## [RECORDS SUPPLIED]

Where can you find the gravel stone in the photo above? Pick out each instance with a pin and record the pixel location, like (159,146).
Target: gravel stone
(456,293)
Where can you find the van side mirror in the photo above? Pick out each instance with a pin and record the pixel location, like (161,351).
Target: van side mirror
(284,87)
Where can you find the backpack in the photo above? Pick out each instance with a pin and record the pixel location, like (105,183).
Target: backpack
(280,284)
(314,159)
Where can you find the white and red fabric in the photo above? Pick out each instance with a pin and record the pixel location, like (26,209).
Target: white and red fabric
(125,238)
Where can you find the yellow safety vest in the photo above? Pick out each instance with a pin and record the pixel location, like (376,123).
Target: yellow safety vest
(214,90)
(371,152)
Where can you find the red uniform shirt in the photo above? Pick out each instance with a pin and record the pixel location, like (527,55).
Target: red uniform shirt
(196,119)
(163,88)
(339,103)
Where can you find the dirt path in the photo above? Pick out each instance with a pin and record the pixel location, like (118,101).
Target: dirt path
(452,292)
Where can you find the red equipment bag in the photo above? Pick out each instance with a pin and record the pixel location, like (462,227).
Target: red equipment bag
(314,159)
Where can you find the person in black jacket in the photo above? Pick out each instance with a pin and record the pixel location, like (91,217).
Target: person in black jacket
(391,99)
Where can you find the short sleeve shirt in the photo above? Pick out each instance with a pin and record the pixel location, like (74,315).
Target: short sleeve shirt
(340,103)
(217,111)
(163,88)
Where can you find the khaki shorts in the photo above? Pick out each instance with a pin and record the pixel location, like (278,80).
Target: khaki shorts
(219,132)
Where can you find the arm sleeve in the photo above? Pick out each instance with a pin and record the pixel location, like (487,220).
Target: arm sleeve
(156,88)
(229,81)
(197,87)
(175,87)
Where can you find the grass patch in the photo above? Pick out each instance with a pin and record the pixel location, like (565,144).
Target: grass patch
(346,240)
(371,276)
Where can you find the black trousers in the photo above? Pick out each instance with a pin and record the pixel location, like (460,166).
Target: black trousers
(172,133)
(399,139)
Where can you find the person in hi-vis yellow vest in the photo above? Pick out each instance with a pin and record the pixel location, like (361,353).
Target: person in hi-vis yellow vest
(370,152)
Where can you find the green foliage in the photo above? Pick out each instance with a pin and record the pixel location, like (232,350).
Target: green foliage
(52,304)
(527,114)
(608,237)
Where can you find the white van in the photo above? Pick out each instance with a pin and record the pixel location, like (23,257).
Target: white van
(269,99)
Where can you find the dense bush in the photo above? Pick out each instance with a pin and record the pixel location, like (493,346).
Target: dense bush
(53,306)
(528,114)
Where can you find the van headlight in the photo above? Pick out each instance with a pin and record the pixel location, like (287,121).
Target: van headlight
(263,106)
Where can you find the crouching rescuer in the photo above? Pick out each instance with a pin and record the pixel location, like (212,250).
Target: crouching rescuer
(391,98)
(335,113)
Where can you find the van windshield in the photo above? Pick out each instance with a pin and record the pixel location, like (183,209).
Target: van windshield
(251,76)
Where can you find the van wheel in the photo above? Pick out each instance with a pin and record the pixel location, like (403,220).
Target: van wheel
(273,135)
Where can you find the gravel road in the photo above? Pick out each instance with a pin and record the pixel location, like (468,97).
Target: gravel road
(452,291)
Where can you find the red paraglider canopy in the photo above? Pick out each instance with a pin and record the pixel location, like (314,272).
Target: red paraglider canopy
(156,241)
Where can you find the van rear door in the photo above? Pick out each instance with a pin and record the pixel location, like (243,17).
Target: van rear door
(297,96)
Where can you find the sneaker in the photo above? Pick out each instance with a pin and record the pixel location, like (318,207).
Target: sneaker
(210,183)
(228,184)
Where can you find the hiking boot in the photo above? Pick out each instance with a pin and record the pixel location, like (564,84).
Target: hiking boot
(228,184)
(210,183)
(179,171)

## [THE EXERCISE]
Convert all the entries above into a Markdown table with the columns Row and Line. Put each line in its own numbered row and leave out any blank lines.

## [RESPONSE]
| Row | Line |
|---|---|
| 1 | Where can you find the gravel stone in the photo above? Pick out each instance with a pin and record the pixel location, like (159,146). |
| 2 | Target: gravel stone |
| 3 | (456,293) |
| 4 | Where can you find the van side mirror in the photo above? Pick out each instance with a pin and record the pixel location, like (161,351). |
| 5 | Target: van side mirror |
| 6 | (284,87) |
| 7 | Where can you find the backpack in the photo above? Pick out each instance with a pin and record the pixel location, like (105,183). |
| 8 | Target: backpack |
| 9 | (280,284) |
| 10 | (314,159) |
| 11 | Where can you find the white and red fabric in the photo above? Pick out each instance with a pin and record the pixel location, like (26,209). |
| 12 | Target: white and red fabric |
| 13 | (125,238) |
| 14 | Where can you find the yellow safety vest in the photo above? Pick out each instance with a pin and record the pixel location, like (376,123). |
| 15 | Target: yellow safety vest |
| 16 | (214,90) |
| 17 | (371,152) |
| 18 | Where can you find the red uniform shirt in the photo above? Pick out each instance with a pin and record the pixel location, like (527,55). |
| 19 | Target: red uniform shirt |
| 20 | (196,119) |
| 21 | (163,88) |
| 22 | (339,103) |
| 23 | Where can you find the dirt path in the photo above? Pick out each instance with a pin and record the pixel location, like (118,101). |
| 24 | Target: dirt path |
| 25 | (452,292) |
| 26 | Where can you find the red equipment bag in the photo above? Pick out each instance with a pin and record the pixel location, like (462,227). |
| 27 | Target: red equipment bag |
| 28 | (314,159) |
| 29 | Where can you find the person in black jacket in the photo above? Pick out each instance with a pin and record the pixel location, like (91,217). |
| 30 | Target: person in black jacket |
| 31 | (391,99) |
| 32 | Where can you find the short sleeve shirt in the photo above? Pick out each instance with a pin and record the pixel location, like (74,315). |
| 33 | Target: short sleeve shirt |
| 34 | (340,103) |
| 35 | (217,111) |
| 36 | (163,88) |
| 37 | Where can you find the khaki shorts in the photo above? Pick out each instance with a pin and record the pixel location, like (278,80). |
| 38 | Target: khaki shorts |
| 39 | (219,132) |
| 40 | Where can you find the arm sleeve in the photo above? Pick out each instance with a pin and record the pixel location, like (487,220). |
| 41 | Target: arm sleeve |
| 42 | (156,88) |
| 43 | (229,81) |
| 44 | (197,87) |
| 45 | (175,87) |
| 46 | Where can you find the grass patch in the photo above? Pick out each instance with a pin and record the pixel location, like (565,144). |
| 47 | Target: grass patch |
| 48 | (346,240) |
| 49 | (371,276) |
| 50 | Where can you find the black trousers in the photo above? Pick out each instance with a pin and record the pixel location, like (460,166). |
| 51 | Target: black trousers |
| 52 | (172,133) |
| 53 | (399,139) |
| 54 | Where can you find the person in hi-vis yellow vest in the photo above? Pick out each instance with a pin and record the pixel location, like (361,353). |
| 55 | Target: person in hi-vis yellow vest |
| 56 | (370,152) |
| 57 | Where can you find the green foliage in the photo above? Pick out each instance with a pin and record the pixel location, like (232,350). |
| 58 | Target: green foliage |
| 59 | (52,304) |
| 60 | (527,114) |
| 61 | (608,237) |
| 62 | Where can you find the white van in the photo above? Pick out each instance with a pin and record the pixel location, like (23,257). |
| 63 | Target: white van |
| 64 | (269,99) |
| 65 | Where can you find the dense bush in the photo above? Pick out each instance with a pin and record the pixel location, like (493,346). |
| 66 | Target: dense bush |
| 67 | (53,306) |
| 68 | (528,114) |
| 69 | Where can you find the van headlight in the photo above? Pick out each instance with a pin and record the pixel location, like (287,121). |
| 70 | Target: van headlight |
| 71 | (263,106) |
| 72 | Where can you find the crouching rescuer in the photo above? Pick out each instance with a pin and record the pixel location, like (212,250). |
| 73 | Target: crouching rescuer |
| 74 | (391,98) |
| 75 | (335,113) |
| 76 | Where can you find the van windshield in the photo above? Pick out each instance with a pin and record the pixel location, like (183,209). |
| 77 | Target: van windshield |
| 78 | (251,76) |
| 79 | Where can you find the van wheel in the photo above? Pick out each instance with a pin and record the pixel location, like (403,220). |
| 80 | Target: van wheel |
| 81 | (273,135) |
| 82 | Where can you find the gravel road in the photo above? Pick out each instance with a pin and record the pixel location, like (468,97). |
| 83 | Target: gravel road |
| 84 | (452,291) |
| 85 | Where can you find the red paraglider canopy in the photo above? Pick out each instance with a pin and record the pixel location, like (314,272). |
| 86 | Target: red paraglider canopy |
| 87 | (156,241) |
| 88 | Where can you find the van rear door in the photo above? Pick out each instance with a pin and record the pixel location, like (243,17). |
| 89 | Target: van rear door |
| 90 | (297,96) |
| 91 | Where can you find the sneaker in the photo above? Pick out each instance with a pin and record the pixel location, like (318,207). |
| 92 | Target: sneaker |
| 93 | (210,183) |
| 94 | (228,184) |
| 95 | Where can you find the hiking boot in the photo above? Pick out each instance with a pin and record the pixel location, like (564,84). |
| 96 | Target: hiking boot |
| 97 | (228,184) |
| 98 | (210,183) |
| 99 | (179,171) |